◆ Aim:
Repeat the entries below word for word, from their first line through the line that holds "[[49, 224]]", with both of those lines included.

--- start ---

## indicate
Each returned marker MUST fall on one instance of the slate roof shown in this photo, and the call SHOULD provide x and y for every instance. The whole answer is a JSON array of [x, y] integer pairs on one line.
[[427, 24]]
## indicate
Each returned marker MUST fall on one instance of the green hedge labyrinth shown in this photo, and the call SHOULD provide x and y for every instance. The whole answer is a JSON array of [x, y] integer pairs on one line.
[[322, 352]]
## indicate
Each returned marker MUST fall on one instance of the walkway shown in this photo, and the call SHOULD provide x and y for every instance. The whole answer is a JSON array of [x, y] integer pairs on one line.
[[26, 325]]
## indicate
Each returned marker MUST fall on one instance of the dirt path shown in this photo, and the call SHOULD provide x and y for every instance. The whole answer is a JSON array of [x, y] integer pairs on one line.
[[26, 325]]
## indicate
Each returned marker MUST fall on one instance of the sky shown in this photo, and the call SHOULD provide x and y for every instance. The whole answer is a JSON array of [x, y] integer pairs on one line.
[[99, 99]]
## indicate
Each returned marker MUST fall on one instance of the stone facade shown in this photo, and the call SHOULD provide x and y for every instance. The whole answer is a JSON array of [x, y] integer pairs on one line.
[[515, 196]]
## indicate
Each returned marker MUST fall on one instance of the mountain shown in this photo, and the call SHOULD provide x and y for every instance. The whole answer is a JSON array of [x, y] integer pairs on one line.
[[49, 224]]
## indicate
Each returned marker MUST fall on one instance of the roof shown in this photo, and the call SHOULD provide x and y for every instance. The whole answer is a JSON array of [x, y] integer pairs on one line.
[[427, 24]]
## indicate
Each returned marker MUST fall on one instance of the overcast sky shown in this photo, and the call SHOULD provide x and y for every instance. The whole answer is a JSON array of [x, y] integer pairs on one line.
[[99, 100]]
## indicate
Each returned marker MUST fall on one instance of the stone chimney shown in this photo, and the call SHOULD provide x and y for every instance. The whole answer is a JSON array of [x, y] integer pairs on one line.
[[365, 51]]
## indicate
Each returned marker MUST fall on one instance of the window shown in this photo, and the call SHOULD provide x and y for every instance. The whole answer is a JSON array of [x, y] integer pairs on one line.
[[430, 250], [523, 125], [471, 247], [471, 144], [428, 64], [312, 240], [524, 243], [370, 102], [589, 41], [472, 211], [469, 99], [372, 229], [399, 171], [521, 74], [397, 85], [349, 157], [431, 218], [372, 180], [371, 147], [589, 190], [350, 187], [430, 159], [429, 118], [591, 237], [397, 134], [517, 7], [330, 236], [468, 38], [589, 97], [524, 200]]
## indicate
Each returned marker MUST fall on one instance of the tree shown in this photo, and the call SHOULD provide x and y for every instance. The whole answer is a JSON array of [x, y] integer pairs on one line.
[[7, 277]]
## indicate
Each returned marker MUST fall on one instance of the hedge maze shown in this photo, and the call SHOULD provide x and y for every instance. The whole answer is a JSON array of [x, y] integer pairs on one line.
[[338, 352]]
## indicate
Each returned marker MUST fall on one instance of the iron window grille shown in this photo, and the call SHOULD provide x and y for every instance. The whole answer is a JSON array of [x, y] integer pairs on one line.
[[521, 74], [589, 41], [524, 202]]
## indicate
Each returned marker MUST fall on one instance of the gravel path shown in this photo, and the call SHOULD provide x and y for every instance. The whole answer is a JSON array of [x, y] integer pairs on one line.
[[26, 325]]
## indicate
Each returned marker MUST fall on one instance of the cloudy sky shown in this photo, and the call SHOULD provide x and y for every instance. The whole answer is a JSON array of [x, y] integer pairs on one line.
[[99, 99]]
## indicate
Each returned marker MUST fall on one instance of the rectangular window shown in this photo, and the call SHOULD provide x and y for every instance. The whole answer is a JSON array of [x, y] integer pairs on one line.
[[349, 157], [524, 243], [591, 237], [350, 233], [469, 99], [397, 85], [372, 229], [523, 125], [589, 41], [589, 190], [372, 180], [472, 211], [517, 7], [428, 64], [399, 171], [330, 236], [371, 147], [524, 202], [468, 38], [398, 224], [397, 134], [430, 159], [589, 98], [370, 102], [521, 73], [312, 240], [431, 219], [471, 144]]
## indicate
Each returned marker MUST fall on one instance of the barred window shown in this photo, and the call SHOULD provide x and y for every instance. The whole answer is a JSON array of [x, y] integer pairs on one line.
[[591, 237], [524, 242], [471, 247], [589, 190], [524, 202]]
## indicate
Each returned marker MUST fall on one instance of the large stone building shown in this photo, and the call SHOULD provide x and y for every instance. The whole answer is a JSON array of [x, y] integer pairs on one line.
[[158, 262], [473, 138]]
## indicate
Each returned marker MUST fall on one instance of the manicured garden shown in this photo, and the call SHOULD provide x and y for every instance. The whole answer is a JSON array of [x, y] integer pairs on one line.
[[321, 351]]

--- end ---

◆ Exercise answer:
## indicate
Each returned marker MUST fall on one instance of the slate roof shown in this photo, and the call SHOULD provide x and y for every instance. The whole answer is a JSON array of [x, y] integer pairs on one line.
[[427, 24]]
## indicate
Each returned marker MUST fall on one instance of the green hedge labyrinth shown in this photo, and the call SHOULD provide x and y for every instance. The whole answer is a JSON array of [x, y] integer pairs on one line.
[[322, 352]]
## indicate
Each returned marker MUST fall on one instance of the walkway shown in this photo, and the call SHOULD provide x and y for every instance. The whole answer is a JSON array of [x, y] integer pairs on one line.
[[26, 325]]
## indicate
Each returned marker MUST fall on one instance of the dirt path shown in this photo, and the call SHOULD provide x and y for every instance. The whole answer is a JSON array of [x, y] integer pairs on one line.
[[26, 325]]
## indicate
Each returned marker MUST fall on one instance of the sky shown in this photo, and the call SHOULD provide x and y for every instance. The whole answer is a JSON array of [x, y] integer pairs on one line.
[[99, 99]]
## indicate
Each returned marker MUST fall on one instance of the stone facade shown in this photo, and the call SHOULD provide x and y for every instance. The whole answer is a JSON array of [x, y] integer pairs on one line.
[[515, 196]]
## indicate
Each returned marker MUST fall on one instance of the mountain shown in this photo, and the call SHOULD provide x and y for every instance. The whole answer is a JSON array of [x, y] integer pairs on one line.
[[49, 224]]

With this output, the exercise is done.